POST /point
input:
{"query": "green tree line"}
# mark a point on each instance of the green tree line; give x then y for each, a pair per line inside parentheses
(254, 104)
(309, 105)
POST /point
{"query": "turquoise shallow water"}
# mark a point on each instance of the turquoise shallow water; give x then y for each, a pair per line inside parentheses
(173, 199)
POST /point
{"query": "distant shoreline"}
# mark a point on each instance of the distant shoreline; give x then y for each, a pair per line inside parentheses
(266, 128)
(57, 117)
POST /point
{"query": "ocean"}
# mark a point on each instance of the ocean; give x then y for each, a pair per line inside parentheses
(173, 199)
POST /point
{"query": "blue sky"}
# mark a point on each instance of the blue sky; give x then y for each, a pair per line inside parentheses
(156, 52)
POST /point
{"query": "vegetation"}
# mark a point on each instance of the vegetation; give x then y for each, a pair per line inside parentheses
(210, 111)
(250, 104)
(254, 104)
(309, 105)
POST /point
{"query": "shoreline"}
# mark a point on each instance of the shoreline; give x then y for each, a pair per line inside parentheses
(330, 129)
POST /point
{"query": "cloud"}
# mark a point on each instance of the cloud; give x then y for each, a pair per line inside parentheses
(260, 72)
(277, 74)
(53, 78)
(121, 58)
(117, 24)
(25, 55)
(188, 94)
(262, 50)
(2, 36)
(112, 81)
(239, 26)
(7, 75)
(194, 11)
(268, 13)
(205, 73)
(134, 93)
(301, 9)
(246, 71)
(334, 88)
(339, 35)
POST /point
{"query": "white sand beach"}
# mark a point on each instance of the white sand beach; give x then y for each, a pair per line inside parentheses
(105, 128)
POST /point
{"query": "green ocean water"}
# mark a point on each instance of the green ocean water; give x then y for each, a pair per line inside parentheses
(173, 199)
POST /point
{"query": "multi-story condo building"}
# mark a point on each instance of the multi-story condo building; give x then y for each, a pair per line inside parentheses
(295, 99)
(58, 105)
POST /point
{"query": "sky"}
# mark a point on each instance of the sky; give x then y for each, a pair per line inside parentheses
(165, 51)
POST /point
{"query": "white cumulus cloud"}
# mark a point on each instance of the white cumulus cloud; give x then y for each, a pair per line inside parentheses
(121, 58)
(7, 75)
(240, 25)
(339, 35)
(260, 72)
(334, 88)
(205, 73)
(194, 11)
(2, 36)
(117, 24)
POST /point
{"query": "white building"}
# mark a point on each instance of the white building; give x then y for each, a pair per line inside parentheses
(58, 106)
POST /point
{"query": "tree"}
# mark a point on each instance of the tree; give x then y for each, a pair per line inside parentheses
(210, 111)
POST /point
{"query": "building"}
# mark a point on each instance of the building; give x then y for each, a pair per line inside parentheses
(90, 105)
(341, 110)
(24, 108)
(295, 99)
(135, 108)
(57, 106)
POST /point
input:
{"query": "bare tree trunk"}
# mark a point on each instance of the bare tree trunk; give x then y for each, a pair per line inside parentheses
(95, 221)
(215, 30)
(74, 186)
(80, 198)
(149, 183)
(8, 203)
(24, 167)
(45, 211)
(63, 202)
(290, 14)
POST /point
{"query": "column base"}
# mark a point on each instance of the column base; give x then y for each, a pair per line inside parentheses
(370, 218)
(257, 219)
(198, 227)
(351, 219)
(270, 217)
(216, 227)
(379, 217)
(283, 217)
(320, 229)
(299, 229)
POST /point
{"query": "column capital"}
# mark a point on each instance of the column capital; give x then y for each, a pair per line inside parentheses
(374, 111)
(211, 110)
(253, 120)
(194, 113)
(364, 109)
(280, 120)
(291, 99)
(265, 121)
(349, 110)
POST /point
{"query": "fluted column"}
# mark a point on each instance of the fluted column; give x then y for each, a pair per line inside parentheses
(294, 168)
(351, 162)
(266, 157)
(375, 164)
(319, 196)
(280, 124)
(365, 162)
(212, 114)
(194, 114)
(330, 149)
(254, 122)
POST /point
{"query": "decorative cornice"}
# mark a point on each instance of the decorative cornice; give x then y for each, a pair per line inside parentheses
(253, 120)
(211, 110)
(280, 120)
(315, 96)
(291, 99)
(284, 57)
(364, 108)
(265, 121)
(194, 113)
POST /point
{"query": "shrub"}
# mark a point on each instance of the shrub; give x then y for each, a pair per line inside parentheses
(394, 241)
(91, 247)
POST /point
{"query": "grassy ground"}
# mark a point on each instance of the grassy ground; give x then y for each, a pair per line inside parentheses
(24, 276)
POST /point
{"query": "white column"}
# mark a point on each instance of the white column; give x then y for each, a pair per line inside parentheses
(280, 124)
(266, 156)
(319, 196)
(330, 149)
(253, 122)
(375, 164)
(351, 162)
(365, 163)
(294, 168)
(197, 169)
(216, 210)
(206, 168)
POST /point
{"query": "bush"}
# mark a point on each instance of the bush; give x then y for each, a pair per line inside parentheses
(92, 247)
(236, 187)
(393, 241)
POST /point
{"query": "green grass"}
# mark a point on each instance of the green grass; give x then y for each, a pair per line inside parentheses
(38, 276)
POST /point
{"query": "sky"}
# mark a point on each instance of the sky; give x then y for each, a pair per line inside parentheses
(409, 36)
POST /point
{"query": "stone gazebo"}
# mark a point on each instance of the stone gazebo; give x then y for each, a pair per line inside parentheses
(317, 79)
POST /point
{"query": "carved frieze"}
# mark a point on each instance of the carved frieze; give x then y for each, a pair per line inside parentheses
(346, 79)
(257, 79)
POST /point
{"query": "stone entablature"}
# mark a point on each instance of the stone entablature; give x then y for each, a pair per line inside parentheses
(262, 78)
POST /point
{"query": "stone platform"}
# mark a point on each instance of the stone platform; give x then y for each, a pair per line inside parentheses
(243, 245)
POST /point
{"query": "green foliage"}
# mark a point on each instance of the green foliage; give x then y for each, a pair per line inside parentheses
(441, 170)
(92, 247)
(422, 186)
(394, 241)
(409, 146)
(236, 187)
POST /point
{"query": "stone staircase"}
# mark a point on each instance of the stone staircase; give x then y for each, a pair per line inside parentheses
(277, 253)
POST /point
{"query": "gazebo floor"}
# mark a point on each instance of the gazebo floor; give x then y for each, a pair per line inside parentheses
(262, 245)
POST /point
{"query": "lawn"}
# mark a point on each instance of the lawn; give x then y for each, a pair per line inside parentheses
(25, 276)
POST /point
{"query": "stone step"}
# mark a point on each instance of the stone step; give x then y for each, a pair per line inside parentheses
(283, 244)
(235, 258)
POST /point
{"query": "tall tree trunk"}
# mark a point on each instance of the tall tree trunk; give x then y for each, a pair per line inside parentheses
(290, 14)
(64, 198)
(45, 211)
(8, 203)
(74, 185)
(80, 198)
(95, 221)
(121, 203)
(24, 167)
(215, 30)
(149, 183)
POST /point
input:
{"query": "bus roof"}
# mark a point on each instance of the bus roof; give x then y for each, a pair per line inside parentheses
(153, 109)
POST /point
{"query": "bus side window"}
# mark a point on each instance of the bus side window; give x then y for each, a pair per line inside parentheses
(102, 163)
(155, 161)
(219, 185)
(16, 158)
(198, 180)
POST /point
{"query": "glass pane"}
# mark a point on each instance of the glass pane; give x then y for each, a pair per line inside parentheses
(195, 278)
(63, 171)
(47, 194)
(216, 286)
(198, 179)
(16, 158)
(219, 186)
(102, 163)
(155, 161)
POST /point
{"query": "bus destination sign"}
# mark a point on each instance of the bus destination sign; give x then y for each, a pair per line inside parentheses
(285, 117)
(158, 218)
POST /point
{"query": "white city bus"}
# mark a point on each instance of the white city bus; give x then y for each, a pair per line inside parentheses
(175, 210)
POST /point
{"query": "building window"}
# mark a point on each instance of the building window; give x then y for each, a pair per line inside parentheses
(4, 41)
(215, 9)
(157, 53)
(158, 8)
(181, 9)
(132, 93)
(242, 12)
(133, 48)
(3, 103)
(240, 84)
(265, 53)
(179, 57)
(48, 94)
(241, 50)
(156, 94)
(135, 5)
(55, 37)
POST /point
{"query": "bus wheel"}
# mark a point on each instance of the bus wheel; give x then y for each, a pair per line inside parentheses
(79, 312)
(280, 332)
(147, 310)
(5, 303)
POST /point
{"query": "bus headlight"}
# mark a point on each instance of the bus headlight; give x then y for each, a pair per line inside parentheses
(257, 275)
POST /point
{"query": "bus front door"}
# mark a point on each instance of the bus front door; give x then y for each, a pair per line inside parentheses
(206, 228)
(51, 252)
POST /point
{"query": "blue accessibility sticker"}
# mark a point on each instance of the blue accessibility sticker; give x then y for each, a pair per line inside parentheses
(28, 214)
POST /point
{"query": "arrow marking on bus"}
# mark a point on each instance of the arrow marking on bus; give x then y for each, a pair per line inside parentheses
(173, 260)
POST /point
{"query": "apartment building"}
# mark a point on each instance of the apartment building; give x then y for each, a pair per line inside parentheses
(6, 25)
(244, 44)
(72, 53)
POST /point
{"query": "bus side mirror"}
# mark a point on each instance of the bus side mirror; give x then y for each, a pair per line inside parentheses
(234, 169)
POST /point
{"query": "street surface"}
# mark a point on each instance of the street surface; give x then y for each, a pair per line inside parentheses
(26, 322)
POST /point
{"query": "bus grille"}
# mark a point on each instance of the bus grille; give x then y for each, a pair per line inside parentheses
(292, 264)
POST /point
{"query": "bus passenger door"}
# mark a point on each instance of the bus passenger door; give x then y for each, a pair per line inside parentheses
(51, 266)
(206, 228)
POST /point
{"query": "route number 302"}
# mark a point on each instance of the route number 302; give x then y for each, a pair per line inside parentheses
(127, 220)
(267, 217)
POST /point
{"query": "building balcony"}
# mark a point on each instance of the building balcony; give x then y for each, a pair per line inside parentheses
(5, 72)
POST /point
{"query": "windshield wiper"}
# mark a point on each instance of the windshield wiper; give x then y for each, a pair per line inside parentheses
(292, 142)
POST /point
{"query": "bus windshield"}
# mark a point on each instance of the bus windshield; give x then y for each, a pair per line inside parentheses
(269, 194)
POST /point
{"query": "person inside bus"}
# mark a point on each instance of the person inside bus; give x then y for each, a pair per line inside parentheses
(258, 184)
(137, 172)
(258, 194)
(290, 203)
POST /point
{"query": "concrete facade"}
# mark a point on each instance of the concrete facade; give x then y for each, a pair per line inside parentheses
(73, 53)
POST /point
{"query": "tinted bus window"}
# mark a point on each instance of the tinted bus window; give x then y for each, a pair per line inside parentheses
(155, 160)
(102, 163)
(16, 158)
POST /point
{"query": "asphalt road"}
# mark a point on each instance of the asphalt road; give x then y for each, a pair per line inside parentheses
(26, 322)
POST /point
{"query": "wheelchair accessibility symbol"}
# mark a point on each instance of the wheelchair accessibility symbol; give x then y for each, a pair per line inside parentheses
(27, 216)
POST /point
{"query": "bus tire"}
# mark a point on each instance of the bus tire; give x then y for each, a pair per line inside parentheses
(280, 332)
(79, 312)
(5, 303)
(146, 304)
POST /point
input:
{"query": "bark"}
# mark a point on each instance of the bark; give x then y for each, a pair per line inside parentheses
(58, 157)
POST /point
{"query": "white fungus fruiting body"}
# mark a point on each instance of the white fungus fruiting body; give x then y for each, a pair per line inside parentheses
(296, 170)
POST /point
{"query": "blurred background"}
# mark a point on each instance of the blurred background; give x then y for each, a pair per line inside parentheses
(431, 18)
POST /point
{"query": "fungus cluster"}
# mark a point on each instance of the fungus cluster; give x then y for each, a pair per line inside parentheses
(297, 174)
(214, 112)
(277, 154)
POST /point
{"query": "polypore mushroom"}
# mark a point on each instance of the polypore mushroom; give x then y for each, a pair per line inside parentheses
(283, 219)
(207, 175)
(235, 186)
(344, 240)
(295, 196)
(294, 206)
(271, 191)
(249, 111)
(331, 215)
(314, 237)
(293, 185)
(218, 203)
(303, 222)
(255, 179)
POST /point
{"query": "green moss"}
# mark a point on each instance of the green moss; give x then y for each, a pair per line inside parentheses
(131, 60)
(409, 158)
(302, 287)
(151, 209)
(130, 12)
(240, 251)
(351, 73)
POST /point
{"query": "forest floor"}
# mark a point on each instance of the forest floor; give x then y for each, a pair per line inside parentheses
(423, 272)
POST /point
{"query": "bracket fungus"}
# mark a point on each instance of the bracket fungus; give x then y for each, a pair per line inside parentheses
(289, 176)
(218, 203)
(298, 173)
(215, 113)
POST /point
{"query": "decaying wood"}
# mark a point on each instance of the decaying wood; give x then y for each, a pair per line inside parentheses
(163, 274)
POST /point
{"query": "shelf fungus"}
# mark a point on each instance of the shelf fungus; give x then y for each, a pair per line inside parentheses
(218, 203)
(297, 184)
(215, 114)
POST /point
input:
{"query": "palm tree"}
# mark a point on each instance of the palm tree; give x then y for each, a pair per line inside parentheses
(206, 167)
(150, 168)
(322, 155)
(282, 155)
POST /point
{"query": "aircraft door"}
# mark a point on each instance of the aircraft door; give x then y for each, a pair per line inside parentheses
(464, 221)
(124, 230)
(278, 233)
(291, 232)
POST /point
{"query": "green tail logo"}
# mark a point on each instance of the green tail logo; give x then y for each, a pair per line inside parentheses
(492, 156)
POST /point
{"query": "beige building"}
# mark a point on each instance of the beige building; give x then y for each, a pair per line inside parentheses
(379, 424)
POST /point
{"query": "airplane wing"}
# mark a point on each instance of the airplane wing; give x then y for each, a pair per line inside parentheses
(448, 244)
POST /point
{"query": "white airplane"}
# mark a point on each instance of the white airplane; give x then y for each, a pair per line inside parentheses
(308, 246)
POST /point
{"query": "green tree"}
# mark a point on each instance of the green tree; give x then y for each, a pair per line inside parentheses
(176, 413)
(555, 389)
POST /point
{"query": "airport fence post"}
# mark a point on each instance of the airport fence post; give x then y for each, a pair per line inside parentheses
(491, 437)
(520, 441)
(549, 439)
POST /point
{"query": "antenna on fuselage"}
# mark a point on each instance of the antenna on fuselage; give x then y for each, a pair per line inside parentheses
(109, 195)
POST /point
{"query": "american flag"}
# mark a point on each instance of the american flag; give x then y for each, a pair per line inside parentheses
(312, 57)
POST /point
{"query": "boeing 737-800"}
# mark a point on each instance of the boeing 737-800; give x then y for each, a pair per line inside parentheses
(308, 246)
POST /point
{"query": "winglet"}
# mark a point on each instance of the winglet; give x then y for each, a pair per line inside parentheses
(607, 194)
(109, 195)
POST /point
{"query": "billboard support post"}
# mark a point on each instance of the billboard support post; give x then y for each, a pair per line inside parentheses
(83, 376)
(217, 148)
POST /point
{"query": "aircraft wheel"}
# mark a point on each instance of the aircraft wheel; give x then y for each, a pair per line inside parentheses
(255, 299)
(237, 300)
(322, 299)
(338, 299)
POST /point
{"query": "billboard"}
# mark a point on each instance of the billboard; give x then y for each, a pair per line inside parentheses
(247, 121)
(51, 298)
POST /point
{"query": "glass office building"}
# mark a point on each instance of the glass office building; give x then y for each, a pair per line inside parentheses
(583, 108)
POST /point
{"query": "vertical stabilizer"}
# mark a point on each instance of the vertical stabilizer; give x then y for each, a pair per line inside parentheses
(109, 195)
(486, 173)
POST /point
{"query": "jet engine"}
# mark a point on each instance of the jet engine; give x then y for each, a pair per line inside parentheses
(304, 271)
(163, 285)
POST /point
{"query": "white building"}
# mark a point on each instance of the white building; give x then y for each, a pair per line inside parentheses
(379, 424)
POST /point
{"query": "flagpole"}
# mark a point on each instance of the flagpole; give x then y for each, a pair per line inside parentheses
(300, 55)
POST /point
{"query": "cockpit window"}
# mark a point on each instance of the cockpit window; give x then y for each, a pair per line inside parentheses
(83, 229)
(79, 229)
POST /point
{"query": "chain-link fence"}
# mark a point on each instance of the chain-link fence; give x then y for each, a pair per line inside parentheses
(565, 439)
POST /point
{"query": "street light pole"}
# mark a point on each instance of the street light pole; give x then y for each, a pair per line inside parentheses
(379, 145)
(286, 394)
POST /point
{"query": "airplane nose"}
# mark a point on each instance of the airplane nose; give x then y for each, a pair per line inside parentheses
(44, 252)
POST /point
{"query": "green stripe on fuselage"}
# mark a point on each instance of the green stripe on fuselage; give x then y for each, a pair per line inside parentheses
───
▶ **TASK PROMPT**
Extract every line of the records above that contains the string "decaying".

▶ **WORKED ANSWER**
{"query": "decaying wood"}
# mark a point on each instance of the decaying wood; give x then y for each, a pair per line inside parentheses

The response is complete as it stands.